--- BEGIN ---

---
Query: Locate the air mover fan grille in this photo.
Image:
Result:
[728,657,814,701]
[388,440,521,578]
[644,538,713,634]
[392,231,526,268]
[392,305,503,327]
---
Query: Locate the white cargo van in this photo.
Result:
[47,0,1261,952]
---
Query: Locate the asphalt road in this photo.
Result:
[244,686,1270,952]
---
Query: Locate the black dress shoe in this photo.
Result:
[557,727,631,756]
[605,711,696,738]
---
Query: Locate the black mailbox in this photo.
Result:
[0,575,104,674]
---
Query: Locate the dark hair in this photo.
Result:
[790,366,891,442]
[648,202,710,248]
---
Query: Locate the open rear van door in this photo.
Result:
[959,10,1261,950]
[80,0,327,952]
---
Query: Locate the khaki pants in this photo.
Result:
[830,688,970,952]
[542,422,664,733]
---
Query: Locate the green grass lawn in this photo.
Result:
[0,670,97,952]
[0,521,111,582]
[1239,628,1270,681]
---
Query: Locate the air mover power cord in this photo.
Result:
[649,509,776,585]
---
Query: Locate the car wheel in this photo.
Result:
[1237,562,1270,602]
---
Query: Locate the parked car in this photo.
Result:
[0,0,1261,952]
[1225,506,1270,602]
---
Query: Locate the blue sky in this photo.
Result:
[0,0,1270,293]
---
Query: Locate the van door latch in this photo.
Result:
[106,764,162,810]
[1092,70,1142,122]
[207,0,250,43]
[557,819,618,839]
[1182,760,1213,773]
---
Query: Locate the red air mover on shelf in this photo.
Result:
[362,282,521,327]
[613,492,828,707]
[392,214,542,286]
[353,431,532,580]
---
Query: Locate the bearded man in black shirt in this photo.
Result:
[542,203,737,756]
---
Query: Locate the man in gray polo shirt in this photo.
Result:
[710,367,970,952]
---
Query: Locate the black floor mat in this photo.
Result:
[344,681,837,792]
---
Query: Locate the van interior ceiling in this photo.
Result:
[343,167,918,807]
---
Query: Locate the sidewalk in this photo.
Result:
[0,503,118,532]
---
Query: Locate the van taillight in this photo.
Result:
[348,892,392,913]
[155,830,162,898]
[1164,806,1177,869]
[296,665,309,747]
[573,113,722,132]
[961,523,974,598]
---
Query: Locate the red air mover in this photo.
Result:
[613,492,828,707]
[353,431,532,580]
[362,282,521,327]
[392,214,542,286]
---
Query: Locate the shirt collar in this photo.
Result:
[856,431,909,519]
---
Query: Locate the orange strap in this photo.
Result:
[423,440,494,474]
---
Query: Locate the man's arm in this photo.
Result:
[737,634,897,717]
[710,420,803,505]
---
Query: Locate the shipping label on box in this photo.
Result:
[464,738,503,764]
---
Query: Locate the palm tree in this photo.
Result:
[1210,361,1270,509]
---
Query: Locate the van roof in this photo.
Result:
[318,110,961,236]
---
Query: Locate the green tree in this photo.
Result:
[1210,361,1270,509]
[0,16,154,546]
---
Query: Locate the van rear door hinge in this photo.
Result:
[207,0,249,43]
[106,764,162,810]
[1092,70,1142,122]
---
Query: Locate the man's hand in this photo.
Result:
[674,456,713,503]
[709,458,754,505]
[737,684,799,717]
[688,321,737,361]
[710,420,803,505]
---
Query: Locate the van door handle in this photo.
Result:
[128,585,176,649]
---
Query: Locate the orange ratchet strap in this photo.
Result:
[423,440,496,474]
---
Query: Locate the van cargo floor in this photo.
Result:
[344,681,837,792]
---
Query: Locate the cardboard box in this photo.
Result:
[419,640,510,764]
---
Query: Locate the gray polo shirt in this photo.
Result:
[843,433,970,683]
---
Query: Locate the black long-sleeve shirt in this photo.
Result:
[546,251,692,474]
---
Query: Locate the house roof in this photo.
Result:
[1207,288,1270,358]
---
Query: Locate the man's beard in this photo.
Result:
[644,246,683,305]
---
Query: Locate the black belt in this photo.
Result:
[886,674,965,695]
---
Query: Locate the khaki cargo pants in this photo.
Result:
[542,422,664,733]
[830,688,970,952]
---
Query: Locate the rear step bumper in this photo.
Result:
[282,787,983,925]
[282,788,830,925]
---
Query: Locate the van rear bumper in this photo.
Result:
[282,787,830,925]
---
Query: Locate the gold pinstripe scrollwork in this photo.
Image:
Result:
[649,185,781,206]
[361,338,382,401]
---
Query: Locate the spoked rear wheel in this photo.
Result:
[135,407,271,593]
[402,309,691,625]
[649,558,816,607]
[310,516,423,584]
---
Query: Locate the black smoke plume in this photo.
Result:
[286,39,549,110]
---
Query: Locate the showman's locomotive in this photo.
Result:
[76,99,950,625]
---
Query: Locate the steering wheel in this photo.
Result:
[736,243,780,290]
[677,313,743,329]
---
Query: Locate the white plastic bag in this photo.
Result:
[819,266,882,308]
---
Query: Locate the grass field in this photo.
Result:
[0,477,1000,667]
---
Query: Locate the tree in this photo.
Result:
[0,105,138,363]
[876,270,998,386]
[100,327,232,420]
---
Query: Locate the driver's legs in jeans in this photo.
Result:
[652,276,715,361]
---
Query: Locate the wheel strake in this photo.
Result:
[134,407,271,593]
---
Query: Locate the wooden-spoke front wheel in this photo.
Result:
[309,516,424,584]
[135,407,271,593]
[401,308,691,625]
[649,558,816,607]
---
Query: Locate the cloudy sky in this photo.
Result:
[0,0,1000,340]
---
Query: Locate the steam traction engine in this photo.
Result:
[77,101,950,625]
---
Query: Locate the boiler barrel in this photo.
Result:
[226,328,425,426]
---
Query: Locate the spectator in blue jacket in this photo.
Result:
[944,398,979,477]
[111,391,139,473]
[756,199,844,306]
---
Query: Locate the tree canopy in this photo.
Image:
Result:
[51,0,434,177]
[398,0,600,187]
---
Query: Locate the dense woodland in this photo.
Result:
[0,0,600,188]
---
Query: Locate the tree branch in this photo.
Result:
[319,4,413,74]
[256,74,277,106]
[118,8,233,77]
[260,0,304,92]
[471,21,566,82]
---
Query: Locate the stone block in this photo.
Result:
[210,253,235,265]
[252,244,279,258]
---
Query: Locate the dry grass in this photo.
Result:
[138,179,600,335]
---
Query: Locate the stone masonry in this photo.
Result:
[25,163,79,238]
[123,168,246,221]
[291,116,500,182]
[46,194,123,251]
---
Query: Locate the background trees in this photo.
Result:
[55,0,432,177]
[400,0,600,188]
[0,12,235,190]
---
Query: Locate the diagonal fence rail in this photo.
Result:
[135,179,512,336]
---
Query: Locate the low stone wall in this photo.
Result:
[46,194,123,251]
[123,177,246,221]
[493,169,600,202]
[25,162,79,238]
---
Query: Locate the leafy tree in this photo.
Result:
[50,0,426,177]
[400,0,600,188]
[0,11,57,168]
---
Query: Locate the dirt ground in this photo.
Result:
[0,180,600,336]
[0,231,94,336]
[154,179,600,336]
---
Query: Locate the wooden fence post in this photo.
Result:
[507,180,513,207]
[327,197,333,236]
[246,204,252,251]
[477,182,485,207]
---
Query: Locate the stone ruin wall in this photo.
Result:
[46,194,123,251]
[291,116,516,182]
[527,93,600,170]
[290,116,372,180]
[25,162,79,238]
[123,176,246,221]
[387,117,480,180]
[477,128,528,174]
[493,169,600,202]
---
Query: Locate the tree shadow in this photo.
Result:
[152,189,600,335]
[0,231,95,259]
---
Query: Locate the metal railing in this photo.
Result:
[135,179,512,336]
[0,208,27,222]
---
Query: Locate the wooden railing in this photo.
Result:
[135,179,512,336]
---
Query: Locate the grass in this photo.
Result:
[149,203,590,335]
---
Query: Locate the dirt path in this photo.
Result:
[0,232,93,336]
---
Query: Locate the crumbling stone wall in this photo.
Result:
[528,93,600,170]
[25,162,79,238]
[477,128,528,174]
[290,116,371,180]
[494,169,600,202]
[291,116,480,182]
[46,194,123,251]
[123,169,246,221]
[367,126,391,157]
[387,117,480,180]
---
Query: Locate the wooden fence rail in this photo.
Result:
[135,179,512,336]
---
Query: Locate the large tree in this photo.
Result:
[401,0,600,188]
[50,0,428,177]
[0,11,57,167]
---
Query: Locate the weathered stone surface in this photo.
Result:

--- END ---

* [Problem requirements]:
Please convert the lines from the beginning of the material above through the line containing "[648,202,710,248]", inclusive, into a JSON list of strings, one string per line, with blank lines omitted.

* [Finished answer]:
[
  "---",
  "Query: Locate the air mover fan grille in this photo.",
  "Image:",
  "Result:",
  "[728,657,814,701]",
  "[388,440,521,578]",
  "[644,538,713,634]",
  "[392,231,526,268]",
  "[392,305,503,327]",
  "---",
  "Query: Locate the white cargo van in this photo.",
  "Result:",
  "[47,0,1261,952]",
  "---",
  "Query: Locate the asphalt road in this photo.",
  "Result:",
  "[244,686,1270,952]",
  "---",
  "Query: Locate the black dress shoe in this photo.",
  "Result:",
  "[557,727,631,756]",
  "[605,711,696,738]",
  "---",
  "Query: Locate the black mailbox in this photo.",
  "Result:",
  "[0,575,104,674]",
  "---",
  "Query: Locate the dark hair in this photo.",
  "Result:",
  "[790,366,891,442]",
  "[648,202,710,248]"
]